── 抜粋テキスト ──

ここで重要なのは、美術館が、ジョージ・フロイドの殺害事件やその他の議論など、今日の社会で起きていることを考慮してコレクションを展示し直しているとしたら、それはそれで興味深いことですが、同時に検閲をしていること、すでに決着は着きましたが、フィリップ・ガストンの展示が2年間検閲されていたということも忘れてはいけません。

それは諸刃の剣です。「よし、現実を直視しよう。わたしたちは、フェイス・リングゴールドのようなアーティストを十分に評価してこなかったかもしれない」と言うことで、正しくありたいのでしょう。しかしそれを恐れて、取り下げてしまうというのはどうでしょう。確かにガストンの展覧会を開催しなかったのは、世間の反応を恐れてのことだったのでしょう。それに対してジャーナリストや批評家たちから、検閲や自己検閲に対する攻撃的な反応がありました。

そしてそれは(京都芸術大学大学院グローバル・ゼミの)教室でもよく話していることですが、検閲、そして自己検閲とは、性差別や人種差別と関連しています。性差別とは女性のアートや同性愛者のアートを見せたくないということで、自分が性差別主義者であるアーティストの場合、自身の作品を見せたくないということになります。そして人種差別。それは明らかに民族や出身地と関係がある、これは周知のことです。

《Dead Troops Talk》は1992年、カナダのアーティスト、ジェフ・ウォールは、「再演」しました。彼は19世紀の歴史的な絵画やパノラマのアイデアに魅了されて、それらを敬愛し作品を制作しています。これは「ミザンセーヌ」です。つまり配置され、創り出されたものです。写真ではありません、セット写真、演出された写真なのです。

ロバート・キャパに戻りますが、動機はまるで異なります。ロバート・キャパのものは、何かを非常に効果的に見せようとするものです。これもアーティストとして何かを効果的に見せようとするものですが、アーティストとして、ライフ誌に載るのではなく、わたしたちの感情に何が起こっているのかを分析しようとしているのです。

───

§ **作業指示**:
1. 美術と検閲に関する文章について、次の問いに答えてください。
(a) フィリップ・ガストンの展示は何年間検閲されていましたか。
(b) 検閲や自己検閲は何と関連していると述べられていますか。
(c) 《Dead Troops Talk》を1992年に「再演」したのは、どこの国のどのアーティストですか。
2. レコードのうち、「Task: where can the lamp」を含む行からレコードの末尾までを、指示文も含めてすべて書き直してください。その際、解答の座標の数値はすべて120ずつ移動させ、この範囲の行だけを示してください。

── 提供レコード ──

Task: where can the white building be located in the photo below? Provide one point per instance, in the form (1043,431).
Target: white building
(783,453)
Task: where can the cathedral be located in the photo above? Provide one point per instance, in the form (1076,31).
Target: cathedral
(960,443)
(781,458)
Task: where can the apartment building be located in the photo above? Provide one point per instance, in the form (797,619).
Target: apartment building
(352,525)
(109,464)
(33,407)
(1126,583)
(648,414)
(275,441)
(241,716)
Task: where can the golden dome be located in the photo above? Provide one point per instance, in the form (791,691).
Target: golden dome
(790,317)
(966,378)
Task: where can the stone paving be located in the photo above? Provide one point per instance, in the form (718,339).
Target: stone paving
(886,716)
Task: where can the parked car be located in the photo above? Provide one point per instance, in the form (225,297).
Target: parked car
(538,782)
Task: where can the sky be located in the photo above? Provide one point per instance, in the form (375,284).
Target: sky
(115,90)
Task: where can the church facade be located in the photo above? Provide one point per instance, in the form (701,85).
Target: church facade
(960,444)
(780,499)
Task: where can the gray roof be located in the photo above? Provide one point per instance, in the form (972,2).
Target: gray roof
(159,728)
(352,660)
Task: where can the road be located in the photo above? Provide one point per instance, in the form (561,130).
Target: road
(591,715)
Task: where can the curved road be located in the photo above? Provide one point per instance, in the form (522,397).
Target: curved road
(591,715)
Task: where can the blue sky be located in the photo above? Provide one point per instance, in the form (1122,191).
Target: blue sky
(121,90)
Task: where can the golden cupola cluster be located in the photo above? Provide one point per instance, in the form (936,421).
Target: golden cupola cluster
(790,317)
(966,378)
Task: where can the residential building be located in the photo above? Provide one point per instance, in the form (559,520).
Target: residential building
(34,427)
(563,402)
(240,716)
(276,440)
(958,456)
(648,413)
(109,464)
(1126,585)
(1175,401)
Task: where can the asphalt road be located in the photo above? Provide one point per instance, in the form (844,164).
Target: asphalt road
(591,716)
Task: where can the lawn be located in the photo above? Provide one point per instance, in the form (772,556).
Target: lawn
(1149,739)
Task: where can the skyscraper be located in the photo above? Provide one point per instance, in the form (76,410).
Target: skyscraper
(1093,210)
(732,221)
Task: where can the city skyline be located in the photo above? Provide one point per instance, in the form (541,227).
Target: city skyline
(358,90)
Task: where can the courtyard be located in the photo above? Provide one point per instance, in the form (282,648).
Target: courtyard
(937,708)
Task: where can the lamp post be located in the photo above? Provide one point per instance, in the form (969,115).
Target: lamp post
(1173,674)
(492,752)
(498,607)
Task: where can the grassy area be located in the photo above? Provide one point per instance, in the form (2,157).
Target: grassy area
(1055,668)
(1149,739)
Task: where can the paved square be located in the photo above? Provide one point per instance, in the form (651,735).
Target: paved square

───

§ **課題別の結果**:
1.
(a) 2年間です。
(b) 性差別や人種差別です。
(c) カナダのアーティスト、ジェフ・ウォールです。

2.
Task: where can the lamp post be located in the photo above? Provide one point per instance, in the form (969,115).
Target: lamp post
(1293,794)
(612,872)
(618,727)
Task: where can the grassy area be located in the photo above? Provide one point per instance, in the form (2,157).
Target: grassy area
(1175,788)
(1269,859)
Task: where can the paved square be located in the photo above? Provide one point per instance, in the form (651,735).
Target: paved square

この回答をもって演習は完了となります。